■ **Extracted information**:
○ ○ ○ ○

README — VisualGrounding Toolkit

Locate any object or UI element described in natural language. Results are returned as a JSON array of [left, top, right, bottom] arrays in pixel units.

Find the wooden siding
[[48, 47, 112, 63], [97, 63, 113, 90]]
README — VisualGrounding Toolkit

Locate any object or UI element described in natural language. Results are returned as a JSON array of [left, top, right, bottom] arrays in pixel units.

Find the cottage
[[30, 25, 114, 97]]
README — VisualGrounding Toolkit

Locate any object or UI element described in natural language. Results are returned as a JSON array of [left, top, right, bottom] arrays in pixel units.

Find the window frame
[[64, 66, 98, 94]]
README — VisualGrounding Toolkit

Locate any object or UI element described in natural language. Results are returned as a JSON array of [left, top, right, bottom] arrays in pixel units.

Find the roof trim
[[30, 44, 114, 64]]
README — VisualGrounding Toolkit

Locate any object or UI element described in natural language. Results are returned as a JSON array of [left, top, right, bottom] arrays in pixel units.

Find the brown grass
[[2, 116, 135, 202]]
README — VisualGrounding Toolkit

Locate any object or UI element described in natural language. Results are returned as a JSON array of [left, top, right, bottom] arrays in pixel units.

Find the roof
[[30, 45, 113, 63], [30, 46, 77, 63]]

○ ○ ○ ○

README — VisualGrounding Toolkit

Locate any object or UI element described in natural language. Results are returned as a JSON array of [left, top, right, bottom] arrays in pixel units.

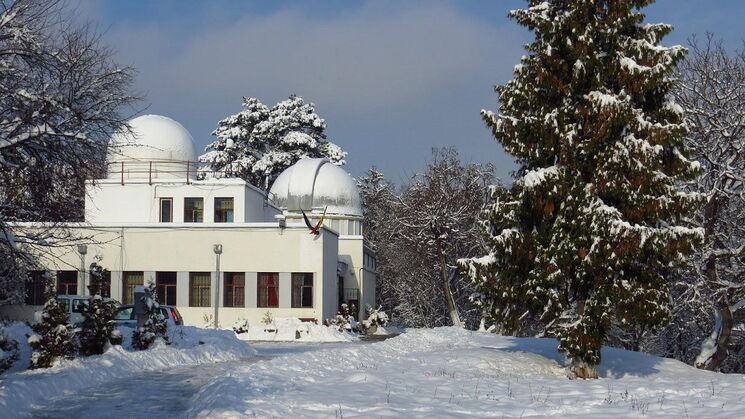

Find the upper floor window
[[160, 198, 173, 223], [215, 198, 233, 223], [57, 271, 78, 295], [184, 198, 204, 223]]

○ ○ ○ ○

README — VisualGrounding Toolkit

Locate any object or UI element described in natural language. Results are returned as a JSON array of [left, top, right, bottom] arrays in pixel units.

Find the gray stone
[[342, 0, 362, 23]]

○ ○ ○ ○

■ **Exercise aim**: Locate every line in the records above that contains the string "Find", and copy each of those lines.

■ **Answer for the task**:
Find the wooden siding
Find the cottage
Find the window frame
Find the roof trim
Find the brown grass
Find the roof
Find the upper floor window
Find the gray stone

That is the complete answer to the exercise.